◆ **EXTRACT TO READ**

Shirred food casings of flexible cellulosic tubing are commonly used in the food industry for making and processing various food products such as frankfurters, sausages, or the like. Consequently, the methods of making the shirred casing articles or "sticks", and the apparatus and methods relating to the use of the shirred casing to produce a stuffed casing food product, are all well known in the art. For example, a shirred casing, a shirring method and a shirring apparatus are all described generally in U.S. Pat. No. 2,984,574. U.S. Pat. No. 3,115,668 describes a machine for stuffing a shirred casing stick to make linked sausages or frankfurters.
The advent of automatic machines for stuffing and/or linking of shirred food casings as described, for example, in U.S. Pat. No. 3,115,668, has greatly increased the production rate of sausage type products. In an automated stuffing operation, as described in the '688 Patent, hollow shirred casing sticks are fed automatically and rapidly onto the stuffing horn of the stuffing machine. The horn picks up the shirred casing stick by extending through the bore of the hollow stick to the fore end of the stick. The horn then advances the stick into a chuck. The chuck grips the fore end of the stick and rotates the stick about the horn during the stuffing operation to link the stuffed casing.

◆ **GIVEN EXERCISE 1**
List everything that the passage on shirred food casings says U.S. Pat. No. 2,984,574 describes.
◆ **GIVEN EXERCISE 2**
Carry the passage on shirred food casings forward from its final sentence.

◆ **MATERIAL SUPPLIED**
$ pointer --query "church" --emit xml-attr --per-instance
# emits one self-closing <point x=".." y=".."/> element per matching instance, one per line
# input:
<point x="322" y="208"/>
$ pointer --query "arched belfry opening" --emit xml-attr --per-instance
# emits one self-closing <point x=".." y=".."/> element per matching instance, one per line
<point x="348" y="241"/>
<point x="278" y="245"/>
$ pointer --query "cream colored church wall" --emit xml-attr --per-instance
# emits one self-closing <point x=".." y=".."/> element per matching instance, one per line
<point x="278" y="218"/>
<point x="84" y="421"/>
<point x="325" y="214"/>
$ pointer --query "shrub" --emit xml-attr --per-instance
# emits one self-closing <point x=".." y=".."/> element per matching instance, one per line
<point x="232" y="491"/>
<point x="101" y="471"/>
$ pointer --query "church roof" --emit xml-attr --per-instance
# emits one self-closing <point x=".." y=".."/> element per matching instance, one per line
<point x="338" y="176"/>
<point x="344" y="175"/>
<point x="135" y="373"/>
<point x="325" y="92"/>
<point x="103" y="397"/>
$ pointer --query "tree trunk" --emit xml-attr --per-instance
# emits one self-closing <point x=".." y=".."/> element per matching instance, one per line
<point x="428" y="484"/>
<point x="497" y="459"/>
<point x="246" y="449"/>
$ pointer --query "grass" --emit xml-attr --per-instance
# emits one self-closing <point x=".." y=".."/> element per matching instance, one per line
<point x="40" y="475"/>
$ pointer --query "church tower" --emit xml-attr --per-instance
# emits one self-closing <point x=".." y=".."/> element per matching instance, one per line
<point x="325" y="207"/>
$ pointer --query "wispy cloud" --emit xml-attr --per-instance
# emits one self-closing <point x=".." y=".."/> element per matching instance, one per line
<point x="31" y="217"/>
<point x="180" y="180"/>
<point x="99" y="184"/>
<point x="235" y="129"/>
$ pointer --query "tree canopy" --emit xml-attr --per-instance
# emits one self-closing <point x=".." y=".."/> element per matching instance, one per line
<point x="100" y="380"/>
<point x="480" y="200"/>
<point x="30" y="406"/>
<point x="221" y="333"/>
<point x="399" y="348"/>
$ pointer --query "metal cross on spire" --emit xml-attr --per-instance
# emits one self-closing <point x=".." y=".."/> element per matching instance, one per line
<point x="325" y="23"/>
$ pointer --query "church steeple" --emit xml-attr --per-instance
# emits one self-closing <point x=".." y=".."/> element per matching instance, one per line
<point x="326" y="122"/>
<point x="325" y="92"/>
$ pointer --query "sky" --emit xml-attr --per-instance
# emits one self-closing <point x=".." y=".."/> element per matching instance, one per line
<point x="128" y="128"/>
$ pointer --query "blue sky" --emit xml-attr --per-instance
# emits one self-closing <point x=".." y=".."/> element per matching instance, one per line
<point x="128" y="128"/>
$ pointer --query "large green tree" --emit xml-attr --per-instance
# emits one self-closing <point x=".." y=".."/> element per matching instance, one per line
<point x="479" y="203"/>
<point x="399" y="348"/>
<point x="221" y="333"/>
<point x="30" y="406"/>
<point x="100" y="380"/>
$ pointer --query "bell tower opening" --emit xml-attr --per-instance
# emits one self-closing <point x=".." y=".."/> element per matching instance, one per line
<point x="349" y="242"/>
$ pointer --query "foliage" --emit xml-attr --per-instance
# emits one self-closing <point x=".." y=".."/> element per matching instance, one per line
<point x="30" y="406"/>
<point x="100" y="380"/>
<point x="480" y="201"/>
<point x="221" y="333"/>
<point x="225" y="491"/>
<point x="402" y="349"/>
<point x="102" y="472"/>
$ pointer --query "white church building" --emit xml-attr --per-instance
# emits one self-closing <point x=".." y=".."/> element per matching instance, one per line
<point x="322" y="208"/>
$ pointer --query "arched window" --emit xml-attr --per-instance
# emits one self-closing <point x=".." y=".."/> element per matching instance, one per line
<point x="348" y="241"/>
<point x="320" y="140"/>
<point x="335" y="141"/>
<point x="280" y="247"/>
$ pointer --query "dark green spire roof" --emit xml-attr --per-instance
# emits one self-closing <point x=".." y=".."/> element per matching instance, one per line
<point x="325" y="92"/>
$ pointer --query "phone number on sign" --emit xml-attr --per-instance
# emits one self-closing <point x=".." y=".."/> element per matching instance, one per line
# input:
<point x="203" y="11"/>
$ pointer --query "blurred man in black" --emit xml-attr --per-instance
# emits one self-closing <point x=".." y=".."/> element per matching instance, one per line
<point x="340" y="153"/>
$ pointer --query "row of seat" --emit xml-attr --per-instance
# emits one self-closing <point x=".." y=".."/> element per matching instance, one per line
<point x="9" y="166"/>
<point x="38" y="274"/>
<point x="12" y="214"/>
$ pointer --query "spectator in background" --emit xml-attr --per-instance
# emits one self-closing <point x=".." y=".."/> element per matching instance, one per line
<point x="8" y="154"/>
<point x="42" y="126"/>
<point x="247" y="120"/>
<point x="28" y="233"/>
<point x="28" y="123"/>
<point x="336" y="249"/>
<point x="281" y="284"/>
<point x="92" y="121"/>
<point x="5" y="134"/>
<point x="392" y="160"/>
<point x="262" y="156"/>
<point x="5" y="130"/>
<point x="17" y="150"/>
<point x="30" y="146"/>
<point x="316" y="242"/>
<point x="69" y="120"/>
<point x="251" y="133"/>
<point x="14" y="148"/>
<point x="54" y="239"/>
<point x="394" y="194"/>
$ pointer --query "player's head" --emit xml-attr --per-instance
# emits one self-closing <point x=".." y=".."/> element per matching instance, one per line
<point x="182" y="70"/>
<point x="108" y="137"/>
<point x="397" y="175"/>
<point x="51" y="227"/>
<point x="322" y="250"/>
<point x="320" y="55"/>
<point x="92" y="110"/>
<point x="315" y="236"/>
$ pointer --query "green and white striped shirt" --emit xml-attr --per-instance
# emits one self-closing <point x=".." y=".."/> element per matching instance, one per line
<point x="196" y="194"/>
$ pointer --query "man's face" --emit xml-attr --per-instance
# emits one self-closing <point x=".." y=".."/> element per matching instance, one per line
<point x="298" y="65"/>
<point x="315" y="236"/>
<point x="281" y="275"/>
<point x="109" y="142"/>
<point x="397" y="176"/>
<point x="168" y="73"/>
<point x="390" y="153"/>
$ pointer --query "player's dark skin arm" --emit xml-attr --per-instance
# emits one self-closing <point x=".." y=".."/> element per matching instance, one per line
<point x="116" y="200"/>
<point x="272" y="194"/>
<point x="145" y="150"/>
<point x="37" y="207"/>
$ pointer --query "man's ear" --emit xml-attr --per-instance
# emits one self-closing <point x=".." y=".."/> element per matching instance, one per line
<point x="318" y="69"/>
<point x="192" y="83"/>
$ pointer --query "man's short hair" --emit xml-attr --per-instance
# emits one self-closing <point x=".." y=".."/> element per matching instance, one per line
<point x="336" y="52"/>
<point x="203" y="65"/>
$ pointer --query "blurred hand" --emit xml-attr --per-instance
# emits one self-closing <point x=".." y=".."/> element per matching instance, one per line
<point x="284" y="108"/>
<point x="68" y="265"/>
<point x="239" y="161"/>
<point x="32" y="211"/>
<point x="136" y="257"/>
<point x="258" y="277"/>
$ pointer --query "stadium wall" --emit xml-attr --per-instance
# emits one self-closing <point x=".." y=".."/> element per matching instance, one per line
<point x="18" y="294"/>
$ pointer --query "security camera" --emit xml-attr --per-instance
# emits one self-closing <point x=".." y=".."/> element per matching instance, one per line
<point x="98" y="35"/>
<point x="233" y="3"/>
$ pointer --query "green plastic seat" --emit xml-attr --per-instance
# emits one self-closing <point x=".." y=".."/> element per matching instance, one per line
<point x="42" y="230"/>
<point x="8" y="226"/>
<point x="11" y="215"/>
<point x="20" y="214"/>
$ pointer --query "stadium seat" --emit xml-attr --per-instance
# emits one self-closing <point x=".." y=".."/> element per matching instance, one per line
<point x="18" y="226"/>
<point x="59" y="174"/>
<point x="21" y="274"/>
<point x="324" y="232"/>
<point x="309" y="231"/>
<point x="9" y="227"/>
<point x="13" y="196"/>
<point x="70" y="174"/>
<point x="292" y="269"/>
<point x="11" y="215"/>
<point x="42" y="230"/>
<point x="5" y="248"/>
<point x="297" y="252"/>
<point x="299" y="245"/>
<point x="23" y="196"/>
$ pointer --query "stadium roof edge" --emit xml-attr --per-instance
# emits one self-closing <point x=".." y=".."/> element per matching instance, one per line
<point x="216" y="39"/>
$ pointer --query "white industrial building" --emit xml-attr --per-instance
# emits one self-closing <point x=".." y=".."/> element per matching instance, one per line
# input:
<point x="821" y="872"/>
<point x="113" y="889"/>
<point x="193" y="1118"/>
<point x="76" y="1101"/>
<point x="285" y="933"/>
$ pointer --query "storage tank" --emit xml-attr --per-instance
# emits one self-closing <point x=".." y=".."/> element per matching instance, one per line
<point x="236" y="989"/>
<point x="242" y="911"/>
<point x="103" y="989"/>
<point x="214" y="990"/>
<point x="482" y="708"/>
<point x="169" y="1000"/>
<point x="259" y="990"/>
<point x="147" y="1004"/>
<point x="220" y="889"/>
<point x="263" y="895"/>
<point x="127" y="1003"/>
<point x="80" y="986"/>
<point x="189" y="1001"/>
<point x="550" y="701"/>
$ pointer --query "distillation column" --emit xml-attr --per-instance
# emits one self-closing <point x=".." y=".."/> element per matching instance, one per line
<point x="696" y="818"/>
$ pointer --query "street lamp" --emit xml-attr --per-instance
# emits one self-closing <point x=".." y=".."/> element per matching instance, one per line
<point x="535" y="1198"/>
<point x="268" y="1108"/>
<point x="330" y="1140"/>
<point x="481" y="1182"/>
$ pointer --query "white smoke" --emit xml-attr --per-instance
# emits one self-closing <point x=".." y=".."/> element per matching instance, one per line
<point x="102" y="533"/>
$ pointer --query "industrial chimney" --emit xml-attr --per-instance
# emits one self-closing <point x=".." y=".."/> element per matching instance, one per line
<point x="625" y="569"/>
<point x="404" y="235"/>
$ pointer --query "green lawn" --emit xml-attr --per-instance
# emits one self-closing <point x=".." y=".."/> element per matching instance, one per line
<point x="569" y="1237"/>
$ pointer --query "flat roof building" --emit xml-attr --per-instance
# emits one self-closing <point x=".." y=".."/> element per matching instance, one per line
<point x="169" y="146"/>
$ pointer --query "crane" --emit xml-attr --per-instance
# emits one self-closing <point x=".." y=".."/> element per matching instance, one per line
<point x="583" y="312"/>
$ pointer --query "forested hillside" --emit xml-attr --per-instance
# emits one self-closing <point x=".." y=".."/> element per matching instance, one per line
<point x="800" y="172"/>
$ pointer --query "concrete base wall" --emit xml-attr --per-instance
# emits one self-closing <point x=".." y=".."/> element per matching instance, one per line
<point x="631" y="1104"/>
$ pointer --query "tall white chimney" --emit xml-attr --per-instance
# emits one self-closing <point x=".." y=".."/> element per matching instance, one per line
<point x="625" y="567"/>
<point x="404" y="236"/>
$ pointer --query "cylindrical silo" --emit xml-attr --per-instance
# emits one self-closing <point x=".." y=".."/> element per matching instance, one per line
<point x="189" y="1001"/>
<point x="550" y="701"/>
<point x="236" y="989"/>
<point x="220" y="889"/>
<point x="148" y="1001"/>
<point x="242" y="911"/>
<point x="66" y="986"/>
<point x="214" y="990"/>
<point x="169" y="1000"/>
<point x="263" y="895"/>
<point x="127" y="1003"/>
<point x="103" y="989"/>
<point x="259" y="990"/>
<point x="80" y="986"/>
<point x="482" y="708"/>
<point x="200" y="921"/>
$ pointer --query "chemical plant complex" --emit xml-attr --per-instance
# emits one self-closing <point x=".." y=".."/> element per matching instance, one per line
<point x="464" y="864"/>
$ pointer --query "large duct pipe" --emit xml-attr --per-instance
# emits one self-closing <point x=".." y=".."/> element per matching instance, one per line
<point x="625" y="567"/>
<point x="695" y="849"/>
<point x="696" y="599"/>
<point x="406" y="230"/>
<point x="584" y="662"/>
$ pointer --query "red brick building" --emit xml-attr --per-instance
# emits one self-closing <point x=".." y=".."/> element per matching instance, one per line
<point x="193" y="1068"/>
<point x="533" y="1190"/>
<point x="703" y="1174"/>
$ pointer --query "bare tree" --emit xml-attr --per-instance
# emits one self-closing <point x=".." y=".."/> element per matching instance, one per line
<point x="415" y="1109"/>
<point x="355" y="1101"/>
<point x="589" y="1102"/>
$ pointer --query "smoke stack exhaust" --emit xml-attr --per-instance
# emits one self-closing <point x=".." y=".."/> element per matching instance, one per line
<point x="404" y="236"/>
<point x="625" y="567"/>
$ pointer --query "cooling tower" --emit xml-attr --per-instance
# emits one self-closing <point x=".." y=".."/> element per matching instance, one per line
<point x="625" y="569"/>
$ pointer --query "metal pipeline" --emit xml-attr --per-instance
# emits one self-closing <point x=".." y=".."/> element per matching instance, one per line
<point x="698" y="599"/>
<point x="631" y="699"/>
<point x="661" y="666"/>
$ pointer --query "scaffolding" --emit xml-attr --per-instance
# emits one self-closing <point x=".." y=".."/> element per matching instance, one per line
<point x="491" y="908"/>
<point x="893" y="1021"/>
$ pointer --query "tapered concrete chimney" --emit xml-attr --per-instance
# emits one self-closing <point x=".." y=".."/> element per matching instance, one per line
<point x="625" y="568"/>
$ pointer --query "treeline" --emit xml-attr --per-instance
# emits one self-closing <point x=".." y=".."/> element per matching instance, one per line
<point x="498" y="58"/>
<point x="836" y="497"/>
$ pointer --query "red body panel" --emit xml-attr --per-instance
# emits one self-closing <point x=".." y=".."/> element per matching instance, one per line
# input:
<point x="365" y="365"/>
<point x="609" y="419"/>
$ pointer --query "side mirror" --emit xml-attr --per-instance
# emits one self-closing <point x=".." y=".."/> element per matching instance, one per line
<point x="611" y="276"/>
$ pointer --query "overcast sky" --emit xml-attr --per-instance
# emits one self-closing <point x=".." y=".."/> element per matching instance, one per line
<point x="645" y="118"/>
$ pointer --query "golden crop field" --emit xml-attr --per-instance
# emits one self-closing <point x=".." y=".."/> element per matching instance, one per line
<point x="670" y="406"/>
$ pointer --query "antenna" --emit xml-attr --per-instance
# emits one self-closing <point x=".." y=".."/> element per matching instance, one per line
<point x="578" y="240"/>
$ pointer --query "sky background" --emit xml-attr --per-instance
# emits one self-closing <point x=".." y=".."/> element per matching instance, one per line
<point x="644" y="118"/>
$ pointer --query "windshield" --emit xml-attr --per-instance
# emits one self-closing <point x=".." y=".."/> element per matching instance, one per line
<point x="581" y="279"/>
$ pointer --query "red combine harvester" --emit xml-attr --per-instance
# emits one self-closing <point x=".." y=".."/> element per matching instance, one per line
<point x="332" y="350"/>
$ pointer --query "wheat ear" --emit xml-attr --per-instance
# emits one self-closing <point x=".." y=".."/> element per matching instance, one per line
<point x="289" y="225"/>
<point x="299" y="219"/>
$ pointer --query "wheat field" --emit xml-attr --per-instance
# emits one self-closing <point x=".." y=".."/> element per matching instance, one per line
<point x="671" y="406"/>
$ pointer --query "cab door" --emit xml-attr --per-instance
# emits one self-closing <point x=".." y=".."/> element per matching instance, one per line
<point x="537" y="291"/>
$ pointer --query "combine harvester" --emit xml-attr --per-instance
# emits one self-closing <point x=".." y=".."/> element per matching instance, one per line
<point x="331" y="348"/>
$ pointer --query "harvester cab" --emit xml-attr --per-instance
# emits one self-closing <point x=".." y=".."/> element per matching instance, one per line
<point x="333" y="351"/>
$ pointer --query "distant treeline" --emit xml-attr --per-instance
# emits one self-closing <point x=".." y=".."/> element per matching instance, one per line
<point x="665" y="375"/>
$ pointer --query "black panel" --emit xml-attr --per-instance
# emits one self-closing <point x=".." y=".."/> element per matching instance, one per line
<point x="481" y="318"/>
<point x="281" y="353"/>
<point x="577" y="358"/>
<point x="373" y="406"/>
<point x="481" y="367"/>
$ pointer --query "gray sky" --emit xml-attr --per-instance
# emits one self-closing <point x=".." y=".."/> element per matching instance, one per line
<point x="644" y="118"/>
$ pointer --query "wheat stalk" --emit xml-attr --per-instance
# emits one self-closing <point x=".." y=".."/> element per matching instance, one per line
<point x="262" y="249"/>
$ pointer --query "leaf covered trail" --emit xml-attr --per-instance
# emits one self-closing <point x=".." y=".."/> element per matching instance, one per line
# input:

◆ **FINAL ANSWER 1**
A shirred casing, a shirring method, and a shirring apparatus.

◆ **FINAL ANSWER 2**
It is common to have a portion of the casing turned inward into the bore of the stick in order to plug the fore end of the bore. The end closure or "plug" formed by this inturned casing performs several functions. For example, the stuffing horn pushes on the plug for advancing the stick towards the chuck. Once the stick fore end is firmly gripped by the chuck, the advancing horn pushes the plug out of the stick bore. If the plug is too firmly anchored, the force required to push the plug from the bore (hereafter referred to as the "deplug force") can exceed the tensile strength of the stick. Should this happen, the stick will lose its integrity and separate into two pieces of shirred casing connected by a length of deshirred casing. The connecting length of deshirred casing is liable to twist around the horn and cause the stick to seize on the horn. Another possible result of a high deplug force is a tearing of the casing or a "blown end" which allows the stuffing emulsion to spew from the casing.
Another function of the plug is that it closes the casing so it can be stuffed with emulsion. In this respect, the plug must be sufficiently coherent to contain the pressure of the stuffing operation until a first link is formed. However, the plug also must be easily opened so that at the end of stuffing, emulsion can be stripped from the first links in a subsequent operation as described hereinbelow.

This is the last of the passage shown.